■ Material for this exercise
--- BEGIN ---

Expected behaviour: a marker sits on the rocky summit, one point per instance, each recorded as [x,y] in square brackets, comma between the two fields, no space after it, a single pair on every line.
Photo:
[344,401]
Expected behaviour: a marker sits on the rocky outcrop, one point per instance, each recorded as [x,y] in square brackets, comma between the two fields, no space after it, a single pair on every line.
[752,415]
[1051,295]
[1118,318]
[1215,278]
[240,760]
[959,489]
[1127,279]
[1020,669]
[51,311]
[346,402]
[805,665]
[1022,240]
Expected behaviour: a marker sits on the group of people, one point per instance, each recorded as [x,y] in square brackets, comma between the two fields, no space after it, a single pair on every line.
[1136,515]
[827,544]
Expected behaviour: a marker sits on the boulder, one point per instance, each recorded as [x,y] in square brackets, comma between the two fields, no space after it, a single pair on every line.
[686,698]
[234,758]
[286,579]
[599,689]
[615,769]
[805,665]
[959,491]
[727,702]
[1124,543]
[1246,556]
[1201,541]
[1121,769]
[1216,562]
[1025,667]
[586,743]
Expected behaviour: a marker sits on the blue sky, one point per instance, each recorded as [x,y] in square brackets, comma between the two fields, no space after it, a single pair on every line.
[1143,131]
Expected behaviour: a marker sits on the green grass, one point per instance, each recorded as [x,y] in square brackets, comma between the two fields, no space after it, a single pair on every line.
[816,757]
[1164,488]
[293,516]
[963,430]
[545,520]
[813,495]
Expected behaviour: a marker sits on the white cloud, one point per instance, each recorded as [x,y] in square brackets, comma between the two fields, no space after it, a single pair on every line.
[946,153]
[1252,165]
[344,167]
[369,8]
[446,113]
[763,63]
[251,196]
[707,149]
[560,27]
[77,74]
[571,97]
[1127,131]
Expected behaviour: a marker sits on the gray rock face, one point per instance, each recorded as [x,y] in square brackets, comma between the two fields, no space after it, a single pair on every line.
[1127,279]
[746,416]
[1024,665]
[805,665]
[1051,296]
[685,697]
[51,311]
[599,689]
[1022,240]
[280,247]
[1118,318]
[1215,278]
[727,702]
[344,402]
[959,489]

--- END ---

■ Problem description
Repeat the records above in full, character for character.

■ Answer to this problem
Expected behaviour: a marker sits on the rocky summit, one point per instance, each recorded as [x,y] in square brackets, comma between the two fields, no space after it, a single pair on every line.
Photo:
[344,401]
Expected behaviour: a marker sits on the rocky outcrop, one point per instance, each recorded as [x,y] in square brackets, comma between the two fields, no space after it, a single pair on every line.
[752,415]
[1051,295]
[1118,318]
[1215,278]
[240,760]
[959,489]
[1127,279]
[1020,669]
[51,311]
[346,402]
[805,665]
[1022,240]
Expected behaviour: a marker sits on the group of people, one point per instance, each recorded as [x,y] in square brackets, comma between the two fields, no space after it, a single pair on every line.
[1136,515]
[827,544]
Expected behaviour: a marker sits on the boulder, one point per instance, each recorded as [x,y] in square brackets, comma between the two fields, no space after it, a single pair on every line.
[686,698]
[234,758]
[286,579]
[599,689]
[615,769]
[805,665]
[959,491]
[727,702]
[1124,543]
[1246,556]
[1201,541]
[1121,769]
[1216,562]
[1025,667]
[586,743]
Expected behaviour: a marker sits on the blue sky, one point per instance, each recorded as [x,y] in square brackets, comma between the two fields, no space after it, a single pair on every line.
[1143,131]
Expected behaviour: a marker sits on the green grass, one point per instance, each recorded as [x,y] in square brackets, comma between the two fields, no space after it, a single pair on every line.
[816,757]
[1164,488]
[293,516]
[963,430]
[545,520]
[813,495]
Expected behaviour: a marker sits on the white cloud, one point per instance, each recorded as [x,y] in square brackets, comma between the two fields, no space after it, a single pair on every line.
[946,153]
[1252,165]
[344,167]
[369,8]
[446,113]
[763,63]
[251,196]
[707,149]
[560,27]
[77,74]
[571,97]
[1127,131]
Expected behaviour: a marker sits on the gray rock face, one point per instance, each recorded as [x,y] in square brackets, comma between the two fields, no space after it, a single pair on every line.
[1127,279]
[746,416]
[1024,665]
[805,665]
[1051,296]
[685,697]
[51,311]
[599,689]
[1022,240]
[280,247]
[1118,318]
[1215,278]
[727,702]
[344,402]
[959,489]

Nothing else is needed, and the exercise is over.